▶ _Aim_: Copy the data below, swapping "outline" for "boundary" wherever it occurs and leaving everything else unchanged.

▶ _Provided material_:
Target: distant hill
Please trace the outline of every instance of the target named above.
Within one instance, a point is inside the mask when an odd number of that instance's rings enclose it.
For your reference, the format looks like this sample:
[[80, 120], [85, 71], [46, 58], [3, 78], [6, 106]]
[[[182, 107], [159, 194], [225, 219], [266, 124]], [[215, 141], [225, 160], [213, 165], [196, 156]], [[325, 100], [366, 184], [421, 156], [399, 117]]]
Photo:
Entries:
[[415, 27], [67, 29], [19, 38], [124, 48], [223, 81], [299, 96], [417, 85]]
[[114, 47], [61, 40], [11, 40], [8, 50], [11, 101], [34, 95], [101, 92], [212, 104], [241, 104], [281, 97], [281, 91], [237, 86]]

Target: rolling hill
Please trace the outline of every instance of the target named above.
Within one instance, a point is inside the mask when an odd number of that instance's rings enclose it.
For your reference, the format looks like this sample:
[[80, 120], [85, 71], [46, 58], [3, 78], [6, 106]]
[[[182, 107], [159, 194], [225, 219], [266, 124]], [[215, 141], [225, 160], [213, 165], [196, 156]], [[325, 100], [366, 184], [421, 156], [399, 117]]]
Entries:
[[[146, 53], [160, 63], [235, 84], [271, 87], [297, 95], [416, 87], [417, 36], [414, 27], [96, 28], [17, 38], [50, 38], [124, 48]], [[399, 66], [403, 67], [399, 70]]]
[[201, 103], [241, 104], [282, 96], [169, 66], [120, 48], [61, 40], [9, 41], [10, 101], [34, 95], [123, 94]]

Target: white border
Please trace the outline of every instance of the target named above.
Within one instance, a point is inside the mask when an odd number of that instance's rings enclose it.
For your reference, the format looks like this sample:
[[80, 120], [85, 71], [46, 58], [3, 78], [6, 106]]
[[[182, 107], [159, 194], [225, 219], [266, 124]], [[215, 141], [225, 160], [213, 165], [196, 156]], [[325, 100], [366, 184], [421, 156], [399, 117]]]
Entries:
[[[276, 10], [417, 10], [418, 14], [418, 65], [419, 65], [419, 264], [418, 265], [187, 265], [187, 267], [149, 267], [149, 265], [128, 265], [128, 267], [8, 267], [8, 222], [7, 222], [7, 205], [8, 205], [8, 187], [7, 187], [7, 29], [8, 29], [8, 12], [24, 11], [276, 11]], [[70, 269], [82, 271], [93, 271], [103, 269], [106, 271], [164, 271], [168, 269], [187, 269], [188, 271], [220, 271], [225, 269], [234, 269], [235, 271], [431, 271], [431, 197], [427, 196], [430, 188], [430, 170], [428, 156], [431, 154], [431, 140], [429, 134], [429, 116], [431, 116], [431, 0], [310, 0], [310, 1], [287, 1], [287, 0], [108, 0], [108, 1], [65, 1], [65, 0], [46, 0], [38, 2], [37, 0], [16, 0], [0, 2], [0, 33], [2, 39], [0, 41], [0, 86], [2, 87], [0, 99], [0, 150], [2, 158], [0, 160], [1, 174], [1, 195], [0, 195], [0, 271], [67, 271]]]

▶ _Output for this task_:
Target: distant hill
Please trace the boundary of every instance of the target named above.
Within one instance, a point is inside the mask when an odd number of that instance's rings enclose it.
For your reference, the format looks like this sample:
[[80, 120], [85, 71], [46, 58], [3, 78], [6, 106]]
[[[182, 107], [159, 194], [225, 219], [266, 124]], [[215, 141], [225, 160], [213, 165], [196, 156]], [[325, 100], [366, 184], [421, 156], [399, 117]]]
Photo:
Entries:
[[415, 27], [67, 29], [19, 38], [124, 48], [223, 81], [299, 96], [417, 85]]
[[114, 47], [61, 40], [11, 40], [8, 50], [11, 101], [34, 95], [101, 92], [212, 104], [241, 104], [281, 97], [281, 91], [237, 86]]

Target: rolling hill
Please trace the boundary of every instance of the target named above.
Within one instance, a point is inside the mask when an odd number of that instance's rings enclose it.
For your reference, the format looks like this sample:
[[80, 120], [85, 71], [46, 58], [3, 78], [6, 106]]
[[[182, 107], [159, 194], [225, 219], [266, 124]], [[215, 141], [225, 160], [213, 165], [196, 156]], [[325, 100], [366, 184], [421, 156], [399, 117]]]
Entries:
[[[146, 53], [160, 63], [235, 84], [271, 87], [297, 95], [416, 87], [417, 36], [414, 27], [96, 28], [17, 38], [50, 38], [124, 48]], [[399, 66], [403, 67], [399, 70]]]
[[201, 103], [241, 104], [282, 96], [169, 66], [120, 48], [61, 40], [9, 41], [10, 101], [34, 95], [123, 94]]

Target: white border
Please trace the boundary of every instance of the target named above.
Within one instance, a point is inside the mask when an odd number of that instance's rings enclose it.
For your reference, the format looks like this sample:
[[80, 120], [85, 71], [46, 58], [3, 78], [6, 106]]
[[[182, 107], [159, 194], [225, 219], [266, 124]], [[215, 141], [225, 160], [213, 165], [196, 156]], [[325, 100], [366, 184], [421, 156], [399, 117]]]
Entries:
[[[276, 10], [417, 10], [418, 14], [418, 65], [419, 65], [419, 264], [418, 265], [187, 265], [187, 267], [149, 267], [149, 265], [128, 265], [128, 267], [8, 267], [8, 222], [7, 222], [7, 205], [8, 205], [8, 187], [7, 187], [7, 29], [8, 29], [8, 12], [24, 11], [276, 11]], [[70, 269], [82, 271], [93, 271], [103, 269], [106, 271], [164, 271], [168, 269], [187, 269], [188, 271], [220, 271], [225, 269], [234, 269], [235, 271], [431, 271], [431, 197], [427, 196], [430, 188], [430, 170], [428, 156], [431, 154], [431, 140], [429, 134], [429, 116], [431, 116], [431, 0], [310, 0], [310, 1], [287, 1], [287, 0], [108, 0], [108, 1], [65, 1], [65, 0], [46, 0], [38, 2], [37, 0], [16, 0], [0, 2], [0, 33], [2, 39], [0, 41], [0, 86], [2, 87], [0, 99], [0, 150], [2, 158], [0, 160], [1, 174], [1, 195], [0, 195], [0, 271], [67, 271]]]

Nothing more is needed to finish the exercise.